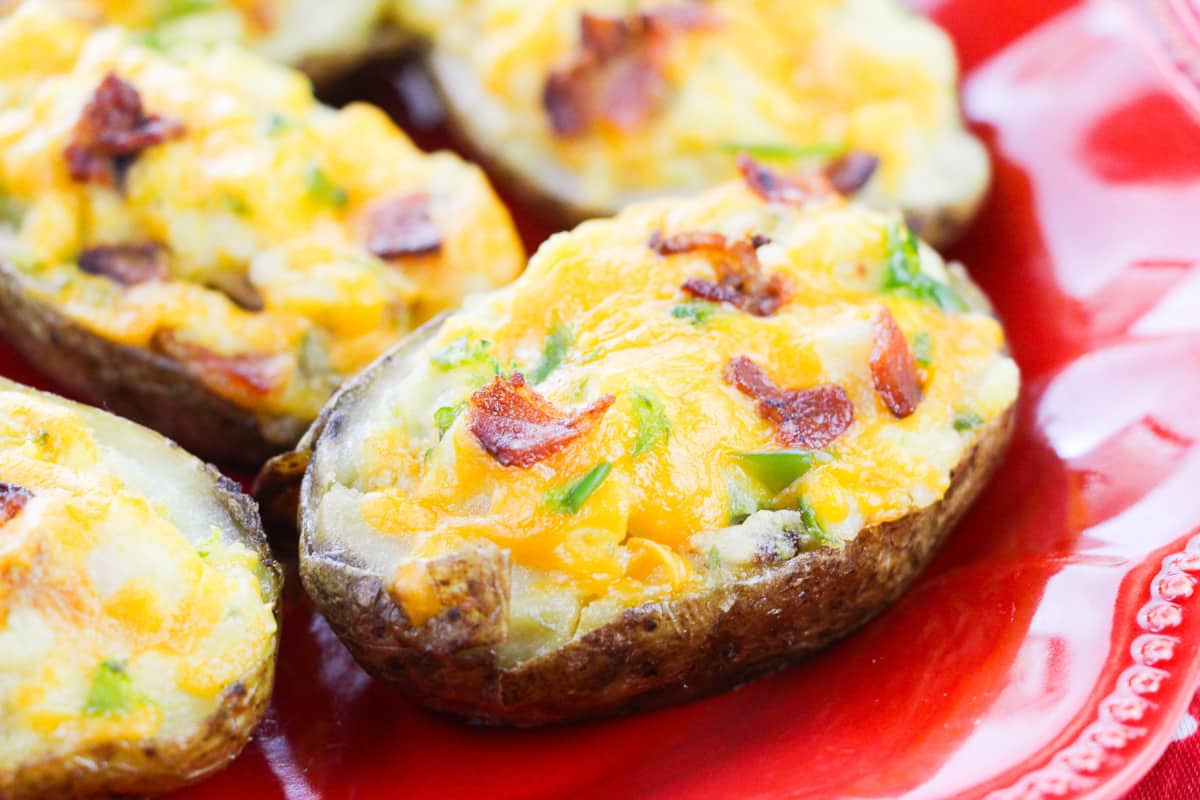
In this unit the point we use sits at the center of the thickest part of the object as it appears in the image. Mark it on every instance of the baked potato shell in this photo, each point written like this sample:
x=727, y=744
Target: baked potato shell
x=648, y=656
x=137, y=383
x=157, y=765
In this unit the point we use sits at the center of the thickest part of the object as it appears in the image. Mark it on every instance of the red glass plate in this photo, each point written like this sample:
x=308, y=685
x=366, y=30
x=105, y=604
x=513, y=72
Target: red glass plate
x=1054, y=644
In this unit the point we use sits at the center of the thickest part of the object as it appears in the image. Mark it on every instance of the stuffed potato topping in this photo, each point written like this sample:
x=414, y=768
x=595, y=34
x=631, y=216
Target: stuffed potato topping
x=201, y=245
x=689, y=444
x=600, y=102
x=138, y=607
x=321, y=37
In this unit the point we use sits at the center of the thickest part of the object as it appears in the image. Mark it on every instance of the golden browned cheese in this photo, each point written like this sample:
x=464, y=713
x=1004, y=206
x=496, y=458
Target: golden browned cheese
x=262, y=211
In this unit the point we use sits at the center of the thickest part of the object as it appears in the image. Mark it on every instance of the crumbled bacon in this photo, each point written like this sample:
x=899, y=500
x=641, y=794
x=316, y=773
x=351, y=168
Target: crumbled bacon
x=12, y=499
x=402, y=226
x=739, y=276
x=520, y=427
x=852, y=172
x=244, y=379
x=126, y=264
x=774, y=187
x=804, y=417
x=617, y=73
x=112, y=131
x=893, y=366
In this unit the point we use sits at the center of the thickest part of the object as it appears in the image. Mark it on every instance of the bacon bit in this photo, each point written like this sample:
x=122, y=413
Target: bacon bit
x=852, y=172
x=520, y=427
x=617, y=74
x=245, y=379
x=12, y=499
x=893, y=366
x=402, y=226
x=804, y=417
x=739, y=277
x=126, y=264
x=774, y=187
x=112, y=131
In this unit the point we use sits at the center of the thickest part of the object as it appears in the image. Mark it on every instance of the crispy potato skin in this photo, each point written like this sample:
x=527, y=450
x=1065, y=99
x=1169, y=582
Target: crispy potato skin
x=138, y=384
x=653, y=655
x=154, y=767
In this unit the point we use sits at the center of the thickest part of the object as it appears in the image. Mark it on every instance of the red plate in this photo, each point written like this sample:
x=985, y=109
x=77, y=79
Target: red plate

Work to complete
Write out all of the material above again, swapping "Target" for "Label" and leaving everything else the same. Leave out the pictures.

Written solution
In this unit the point we use sits at the center of the thickest part of the object as it appears in the image. Mark it on every instance of the baked potato shell in this photo, each point written like this sample:
x=727, y=744
Label: baked potato shell
x=648, y=656
x=137, y=383
x=157, y=765
In this unit the point we use sits at the center of the thickest part of the object as it appears in the image. Mark it on every instance of the red glass plate in this photo, each point written like this sample:
x=308, y=685
x=366, y=30
x=105, y=604
x=513, y=72
Label: red glass plate
x=1054, y=644
In this unit the point we use sits at the center of the thickest part of the object as it appears in the image. Mark it on every instance of the stuffed potato topping in this photo, each point written like this sample:
x=414, y=768
x=595, y=34
x=631, y=216
Label: stuffed potato topping
x=201, y=245
x=689, y=444
x=600, y=102
x=138, y=607
x=321, y=37
In this unit the point we use sits at the center of the thickest part of the object as it appears in the image. Mark it on every instance of the golden browned cheese in this photo, each point written like this sample:
x=464, y=713
x=1004, y=206
x=496, y=458
Label: golden browned cheese
x=262, y=211
In this unit the point we use sits at the center of the thickest part of the object as it appears in the image. Mark it on every instance of the crumbled bacon in this photo, each point written like this sample:
x=899, y=500
x=641, y=794
x=316, y=773
x=351, y=168
Label: crumbled bacon
x=12, y=499
x=402, y=226
x=739, y=276
x=520, y=427
x=852, y=172
x=244, y=379
x=126, y=264
x=774, y=187
x=804, y=417
x=617, y=73
x=112, y=131
x=893, y=366
In this unit the point we use sits at the center of the thickest part of the object as it appears in the image. Mark it on every instance of the bacon bit in this photo, each point written like this sample:
x=122, y=413
Label: bacon bit
x=852, y=172
x=520, y=427
x=617, y=74
x=245, y=379
x=12, y=499
x=893, y=366
x=402, y=226
x=804, y=417
x=739, y=277
x=126, y=264
x=774, y=187
x=112, y=131
In this unit the point we use sits at the center of the thickest part of the object as it appears in the image. Mark it on every instance of the crispy potato skin in this photo, each point written like this sample:
x=527, y=450
x=1065, y=99
x=1169, y=582
Label: crispy potato skin
x=138, y=384
x=653, y=655
x=154, y=767
In this unit the point we use sits at the center of the thickest part of the object as it appears in the image. Mark it on every instance of the red plate in this photo, each point written like this sample:
x=985, y=109
x=77, y=79
Label: red plate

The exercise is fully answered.